#### DIRECTION
Could you output the material below as a Markdown table with the columns "Nr" and "Line," numbering each line in order and omitting blank lines?

*** DATA ENTRIES

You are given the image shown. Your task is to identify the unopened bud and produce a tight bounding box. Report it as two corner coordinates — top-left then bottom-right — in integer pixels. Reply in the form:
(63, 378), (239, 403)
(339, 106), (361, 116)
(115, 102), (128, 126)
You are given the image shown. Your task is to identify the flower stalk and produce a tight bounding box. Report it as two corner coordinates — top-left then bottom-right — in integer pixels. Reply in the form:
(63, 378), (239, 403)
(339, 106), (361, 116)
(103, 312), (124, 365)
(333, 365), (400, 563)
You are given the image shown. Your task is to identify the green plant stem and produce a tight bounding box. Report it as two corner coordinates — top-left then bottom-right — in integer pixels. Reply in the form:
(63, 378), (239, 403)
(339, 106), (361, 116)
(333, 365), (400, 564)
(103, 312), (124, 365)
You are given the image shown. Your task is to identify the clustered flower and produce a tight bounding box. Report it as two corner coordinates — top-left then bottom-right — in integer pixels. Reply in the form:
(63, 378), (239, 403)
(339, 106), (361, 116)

******

#### SOLUTION
| Nr | Line |
|---|---|
| 1 | You are given the image shown. Your task is to identify the unopened bud and produce a tight bounding box. Report it as two corner coordinates — top-left then bottom-right — in integer pixels. Reply in the form: |
| 2 | (63, 378), (239, 403) |
| 3 | (339, 106), (361, 116) |
| 4 | (115, 102), (128, 126) |
| 5 | You are given the image shown. Your task is to identify the flower stalk and produce a tight bounding box. Report it as two corner coordinates — top-left then bottom-right — in integer pixels. Reply in the form: |
| 6 | (63, 378), (239, 403) |
| 7 | (339, 106), (361, 116) |
| 8 | (103, 312), (124, 365) |
| 9 | (333, 365), (400, 563) |
| 10 | You are given the image shown. Your task is to identify the green plant stem and produce a tight bounding box. Report it as two corner coordinates — top-left then bottom-right — in integer pixels. Reply in the form: |
| 11 | (63, 378), (239, 403) |
| 12 | (339, 106), (361, 116) |
| 13 | (333, 365), (400, 564) |
| 14 | (103, 312), (124, 365) |
| 15 | You are given the image shown. Your task is to identify the clustered flower and produce a tight bounding box. Report it as two corner coordinates — top-left then bottom-right — in integer pixels. Reply in the form: |
| 16 | (63, 378), (239, 403) |
| 17 | (339, 106), (361, 116) |